EXERCISE INSTRUCTIONS: Could you print the lines below word for word, leaving out any picture?

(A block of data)
=-=-=
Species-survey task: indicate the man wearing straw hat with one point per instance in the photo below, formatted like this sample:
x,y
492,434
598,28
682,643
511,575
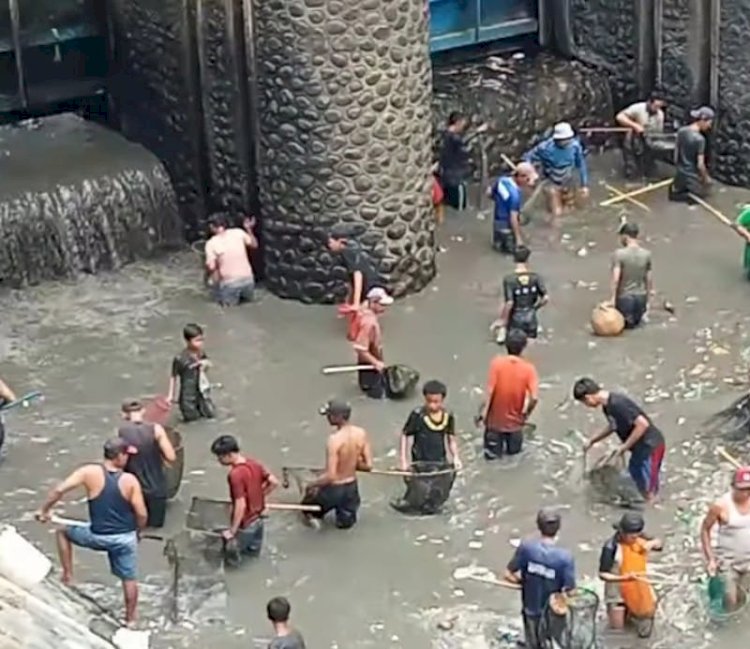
=-=-=
SOLUTION:
Species-survey task: indicate the man wearing straw hat with one point per instance in the photo below, formatted like this sample:
x,y
492,434
598,28
682,643
511,575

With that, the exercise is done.